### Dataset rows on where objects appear
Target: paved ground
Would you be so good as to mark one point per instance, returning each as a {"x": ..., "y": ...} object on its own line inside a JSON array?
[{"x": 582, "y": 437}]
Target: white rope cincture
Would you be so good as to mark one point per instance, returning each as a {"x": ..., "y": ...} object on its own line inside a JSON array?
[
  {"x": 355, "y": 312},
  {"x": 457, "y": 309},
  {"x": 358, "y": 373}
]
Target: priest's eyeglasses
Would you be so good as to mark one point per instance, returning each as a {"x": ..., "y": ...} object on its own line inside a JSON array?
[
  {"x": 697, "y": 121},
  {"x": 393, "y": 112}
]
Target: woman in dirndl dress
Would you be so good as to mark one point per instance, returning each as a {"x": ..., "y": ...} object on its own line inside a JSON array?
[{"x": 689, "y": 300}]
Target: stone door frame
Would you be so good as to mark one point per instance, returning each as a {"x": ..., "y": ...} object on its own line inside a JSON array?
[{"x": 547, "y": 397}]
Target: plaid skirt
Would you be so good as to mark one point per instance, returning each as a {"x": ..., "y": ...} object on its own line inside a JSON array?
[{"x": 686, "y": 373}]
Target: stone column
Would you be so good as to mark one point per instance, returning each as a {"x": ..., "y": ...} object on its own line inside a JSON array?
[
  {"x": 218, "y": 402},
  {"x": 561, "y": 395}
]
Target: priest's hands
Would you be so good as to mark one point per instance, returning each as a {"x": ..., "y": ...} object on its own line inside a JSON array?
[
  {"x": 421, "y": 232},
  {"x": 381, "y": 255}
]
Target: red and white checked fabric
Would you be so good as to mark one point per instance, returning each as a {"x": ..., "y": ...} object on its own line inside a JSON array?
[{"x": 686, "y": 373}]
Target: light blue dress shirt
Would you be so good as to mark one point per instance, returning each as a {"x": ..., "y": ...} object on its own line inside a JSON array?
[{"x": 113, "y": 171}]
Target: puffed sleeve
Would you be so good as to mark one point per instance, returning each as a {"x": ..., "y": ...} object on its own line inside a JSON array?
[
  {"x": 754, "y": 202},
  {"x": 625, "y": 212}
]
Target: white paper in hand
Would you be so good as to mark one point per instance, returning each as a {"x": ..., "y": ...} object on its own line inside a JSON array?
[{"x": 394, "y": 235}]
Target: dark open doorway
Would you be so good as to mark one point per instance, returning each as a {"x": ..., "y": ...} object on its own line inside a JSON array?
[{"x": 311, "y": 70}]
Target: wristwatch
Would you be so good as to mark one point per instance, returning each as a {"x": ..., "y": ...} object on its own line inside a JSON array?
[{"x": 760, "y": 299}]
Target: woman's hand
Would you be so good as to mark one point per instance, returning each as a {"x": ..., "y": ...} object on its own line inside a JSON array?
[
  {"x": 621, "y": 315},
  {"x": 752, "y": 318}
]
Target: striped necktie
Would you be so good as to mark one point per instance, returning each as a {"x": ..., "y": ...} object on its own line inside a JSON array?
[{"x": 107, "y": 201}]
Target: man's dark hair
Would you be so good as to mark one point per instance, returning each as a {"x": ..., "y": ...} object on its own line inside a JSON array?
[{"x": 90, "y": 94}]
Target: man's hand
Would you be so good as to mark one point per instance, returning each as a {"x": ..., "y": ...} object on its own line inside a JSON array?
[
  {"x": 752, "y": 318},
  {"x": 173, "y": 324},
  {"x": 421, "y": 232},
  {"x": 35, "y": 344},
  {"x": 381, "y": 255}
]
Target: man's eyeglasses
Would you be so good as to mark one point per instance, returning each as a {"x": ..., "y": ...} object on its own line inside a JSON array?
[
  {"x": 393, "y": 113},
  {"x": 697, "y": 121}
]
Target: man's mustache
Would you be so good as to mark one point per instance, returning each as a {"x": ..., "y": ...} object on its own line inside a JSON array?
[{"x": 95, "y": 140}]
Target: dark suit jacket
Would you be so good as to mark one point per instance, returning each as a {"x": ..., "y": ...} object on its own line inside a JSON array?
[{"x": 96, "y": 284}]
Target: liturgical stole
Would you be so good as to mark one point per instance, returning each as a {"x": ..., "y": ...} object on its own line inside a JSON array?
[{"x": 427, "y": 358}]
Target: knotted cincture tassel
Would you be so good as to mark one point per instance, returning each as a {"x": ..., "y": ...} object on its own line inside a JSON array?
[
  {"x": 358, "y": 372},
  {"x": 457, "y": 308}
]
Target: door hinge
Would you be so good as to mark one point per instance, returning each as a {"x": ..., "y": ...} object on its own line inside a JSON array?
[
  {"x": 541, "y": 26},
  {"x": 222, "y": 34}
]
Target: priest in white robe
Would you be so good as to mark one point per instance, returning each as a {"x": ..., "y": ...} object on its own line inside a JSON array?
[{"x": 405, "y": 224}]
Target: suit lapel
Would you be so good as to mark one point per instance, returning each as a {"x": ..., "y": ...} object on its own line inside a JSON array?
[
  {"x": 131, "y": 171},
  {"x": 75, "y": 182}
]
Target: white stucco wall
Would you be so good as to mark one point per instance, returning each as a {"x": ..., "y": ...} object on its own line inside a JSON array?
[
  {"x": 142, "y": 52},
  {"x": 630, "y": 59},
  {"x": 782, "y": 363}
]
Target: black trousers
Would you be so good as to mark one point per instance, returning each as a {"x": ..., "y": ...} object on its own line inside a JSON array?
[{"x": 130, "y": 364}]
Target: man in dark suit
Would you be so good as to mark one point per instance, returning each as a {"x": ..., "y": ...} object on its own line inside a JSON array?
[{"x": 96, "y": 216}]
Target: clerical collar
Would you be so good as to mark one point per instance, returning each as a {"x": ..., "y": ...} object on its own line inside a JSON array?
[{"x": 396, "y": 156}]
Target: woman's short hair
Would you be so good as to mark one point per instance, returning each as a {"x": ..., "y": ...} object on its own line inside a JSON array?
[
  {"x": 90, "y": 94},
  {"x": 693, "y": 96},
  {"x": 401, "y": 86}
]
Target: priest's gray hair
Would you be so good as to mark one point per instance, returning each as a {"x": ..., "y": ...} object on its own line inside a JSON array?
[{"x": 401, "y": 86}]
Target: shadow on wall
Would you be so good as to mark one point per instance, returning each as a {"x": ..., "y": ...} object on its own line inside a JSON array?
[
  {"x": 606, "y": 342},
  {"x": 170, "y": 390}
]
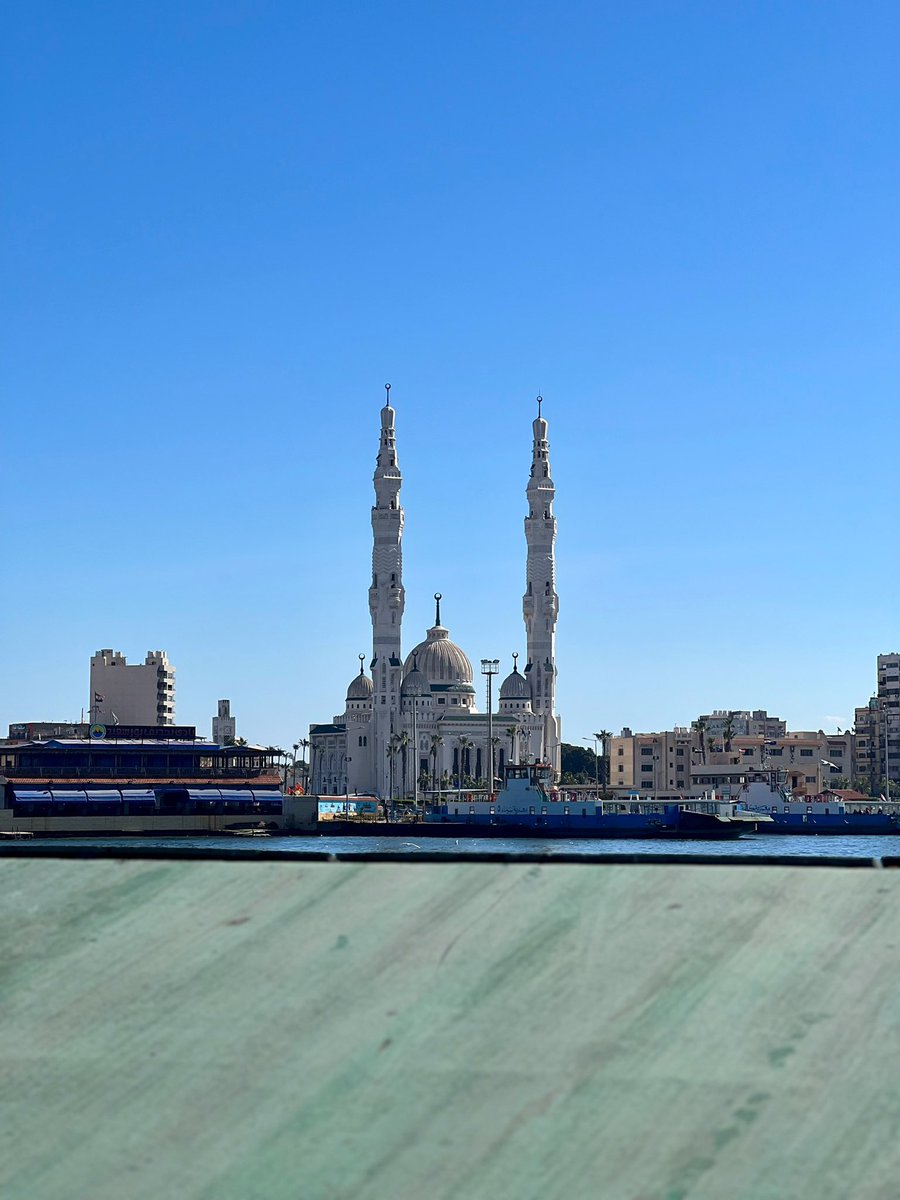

### Direction
Count the lines in the rows above that contain the word "hair", and give only the number.

### Result of this exercise
3